• [Trecho para leitura]
----

“Do Violão à Algema”

Um país onde quer trocar o violão pela algema, o teatro pela cela, o poema pelo cassetete. Um país onde a cultura, já combalida, faminta e cambaleante, foi empurrada de vez para o porão — esse mesmo porão onde a luz não entra e a imaginação apodrece.

O deputado Kim Kataguiri, em seu mais novo projeto de lei, sugere um truque digno de um espetáculo grotesco: tirar os recursos da Lei Rouanet — aquela que, com todas as suas limitações, ainda insistia em manter vivas as danças, as vozes, os pinceis, os tambores — para investir em presídios de segurança máxima.

Segurança máxima. Contra quem?

É preciso coragem — ou desprezo — para propor que se fechem cortinas de teatro para abrir celas. Que se silenciem os saxofones para dar lugar ao tilintar de correntes. Que se substituam oficinas culturais por blocos de concreto com grades e vigilância 24 horas.

Ora, dirão os pragmáticos de plantão, “o país precisa de segurança”. Mas desde quando se combate a violência com mais muros e menos livros ou música? Desde quando a cultura virou luxo, e o encarceramento, prioridade?

A arte educa, expande, transforma. Ela chega antes da bala, do tráfico, da delinquência. A arte é a fresta por onde entra o sonho. Cortar seu financiamento não é só uma escolha administrativa — é um posicionamento civilizacional. É dizer, com todas as letras, que preferimos punir do que prevenir, acorrentar do que libertar, punir o desvio em vez de cuidar da origem.

----

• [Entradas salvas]
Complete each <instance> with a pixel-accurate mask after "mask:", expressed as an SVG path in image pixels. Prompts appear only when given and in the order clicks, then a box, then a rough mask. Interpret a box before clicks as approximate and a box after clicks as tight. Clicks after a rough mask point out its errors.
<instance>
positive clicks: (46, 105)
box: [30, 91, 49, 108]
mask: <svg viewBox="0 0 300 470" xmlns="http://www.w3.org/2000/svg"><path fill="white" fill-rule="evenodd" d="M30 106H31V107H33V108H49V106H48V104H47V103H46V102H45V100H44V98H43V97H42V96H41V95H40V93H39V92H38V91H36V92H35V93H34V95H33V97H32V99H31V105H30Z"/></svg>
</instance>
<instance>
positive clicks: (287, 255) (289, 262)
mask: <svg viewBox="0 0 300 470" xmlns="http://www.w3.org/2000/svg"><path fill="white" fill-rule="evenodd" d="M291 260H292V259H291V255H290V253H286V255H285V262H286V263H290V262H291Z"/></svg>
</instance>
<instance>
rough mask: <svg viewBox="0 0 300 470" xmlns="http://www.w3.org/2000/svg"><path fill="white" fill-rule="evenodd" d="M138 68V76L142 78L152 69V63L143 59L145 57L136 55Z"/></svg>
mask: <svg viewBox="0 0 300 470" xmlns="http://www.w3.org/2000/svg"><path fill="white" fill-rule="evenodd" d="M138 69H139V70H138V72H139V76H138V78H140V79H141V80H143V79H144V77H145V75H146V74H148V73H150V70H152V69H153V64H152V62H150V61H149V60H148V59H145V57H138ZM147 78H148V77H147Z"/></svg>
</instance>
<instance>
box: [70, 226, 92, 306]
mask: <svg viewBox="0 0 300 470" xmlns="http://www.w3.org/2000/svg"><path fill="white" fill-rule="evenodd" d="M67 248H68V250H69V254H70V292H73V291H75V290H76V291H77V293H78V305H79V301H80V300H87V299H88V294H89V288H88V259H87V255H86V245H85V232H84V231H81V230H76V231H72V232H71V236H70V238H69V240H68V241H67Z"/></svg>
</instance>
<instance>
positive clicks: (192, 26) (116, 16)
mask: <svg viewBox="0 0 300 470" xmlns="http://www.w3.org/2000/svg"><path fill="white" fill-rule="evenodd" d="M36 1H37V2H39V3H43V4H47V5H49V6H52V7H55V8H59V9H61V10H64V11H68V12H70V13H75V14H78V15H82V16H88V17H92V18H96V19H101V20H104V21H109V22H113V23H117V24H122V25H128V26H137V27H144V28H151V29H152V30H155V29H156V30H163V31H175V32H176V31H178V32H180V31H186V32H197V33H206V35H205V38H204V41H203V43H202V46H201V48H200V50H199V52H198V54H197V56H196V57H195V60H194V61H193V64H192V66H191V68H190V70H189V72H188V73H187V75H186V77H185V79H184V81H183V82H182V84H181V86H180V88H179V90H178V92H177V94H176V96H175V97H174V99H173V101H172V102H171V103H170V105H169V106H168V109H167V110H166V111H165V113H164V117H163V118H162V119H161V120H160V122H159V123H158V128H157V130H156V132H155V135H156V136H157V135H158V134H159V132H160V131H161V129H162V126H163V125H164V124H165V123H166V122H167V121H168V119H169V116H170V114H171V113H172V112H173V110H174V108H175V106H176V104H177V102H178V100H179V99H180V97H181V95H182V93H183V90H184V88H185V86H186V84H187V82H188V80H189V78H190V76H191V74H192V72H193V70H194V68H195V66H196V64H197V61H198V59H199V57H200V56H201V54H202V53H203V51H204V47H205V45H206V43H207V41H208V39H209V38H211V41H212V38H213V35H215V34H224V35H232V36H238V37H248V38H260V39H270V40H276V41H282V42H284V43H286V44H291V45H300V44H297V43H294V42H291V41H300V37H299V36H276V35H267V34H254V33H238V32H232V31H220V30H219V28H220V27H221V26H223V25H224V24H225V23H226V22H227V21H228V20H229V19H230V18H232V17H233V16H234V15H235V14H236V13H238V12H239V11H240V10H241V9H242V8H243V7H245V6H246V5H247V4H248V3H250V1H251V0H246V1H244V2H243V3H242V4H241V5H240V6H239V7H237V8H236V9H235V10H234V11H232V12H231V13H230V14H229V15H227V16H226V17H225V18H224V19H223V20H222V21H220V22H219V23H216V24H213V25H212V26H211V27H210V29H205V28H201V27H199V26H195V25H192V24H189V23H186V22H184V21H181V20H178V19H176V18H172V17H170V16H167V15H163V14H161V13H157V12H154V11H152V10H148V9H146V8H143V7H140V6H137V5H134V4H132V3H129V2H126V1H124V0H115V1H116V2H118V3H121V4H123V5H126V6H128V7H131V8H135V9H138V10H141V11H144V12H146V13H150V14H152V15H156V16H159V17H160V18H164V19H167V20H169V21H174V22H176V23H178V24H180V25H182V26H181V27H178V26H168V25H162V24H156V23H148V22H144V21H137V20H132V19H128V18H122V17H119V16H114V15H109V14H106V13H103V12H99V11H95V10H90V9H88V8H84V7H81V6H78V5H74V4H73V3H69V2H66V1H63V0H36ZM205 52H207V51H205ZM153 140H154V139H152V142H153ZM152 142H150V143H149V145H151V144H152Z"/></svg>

----

• [Atividades]
**a)** Reescreva o trecho do texto sobre a Lei Rouanet que vai de "Ora, dirão os" até "o encarceramento, prioridade?", trocando "pragmáticos" por "realistas".
**b)** No texto sobre a Lei Rouanet, para onde o projeto de lei de Kim Kataguiri propõe levar os recursos da lei?
**c)** Dê continuidade ao texto sobre a Lei Rouanet a partir do ponto em que ele termina.

• [Respostas por atividade]
**a)**
Ora, dirão os realistas de plantão, “o país precisa de segurança”. Mas desde quando se combate a violência com mais muros e menos livros ou música? Desde quando a cultura virou luxo, e o encarceramento, prioridade?

**b)** Para investimentos em presídios de segurança máxima.

**c)**
O Brasil, que já tem a terceira maior população carcerária do mundo, agora quer mais presídios, mais celas, mais silêncios. E para isso, sacrifica o que ainda lhe resta de beleza, diversidade, sensibilidade.

Não se trata apenas de um projeto de lei — trata-se de um sintoma. De um país que se apequena ao mirar os grilhões em vez das ideias. De um Estado que não entende que cultura também é segurança pública.

Ninguém sai de um espetáculo teatral com vontade de matar. Mas saem muitos de um sistema prisional ainda mais brutalizados do que entraram. Essa é a equação perversa que o deputado parece não ter entendido — ou escolheu ignorar.

Enquanto isso, do lado de fora dos muros, os artistas seguem resistindo, como podem. E, em vez de grades, continuam erguendo palavras. Até que alguém finalmente perceba que é mais barato, mais humano — e infinitamente mais digno — construir bibliotecas do que presídios.

Fim do espetáculo. Ou melhor, da farsa.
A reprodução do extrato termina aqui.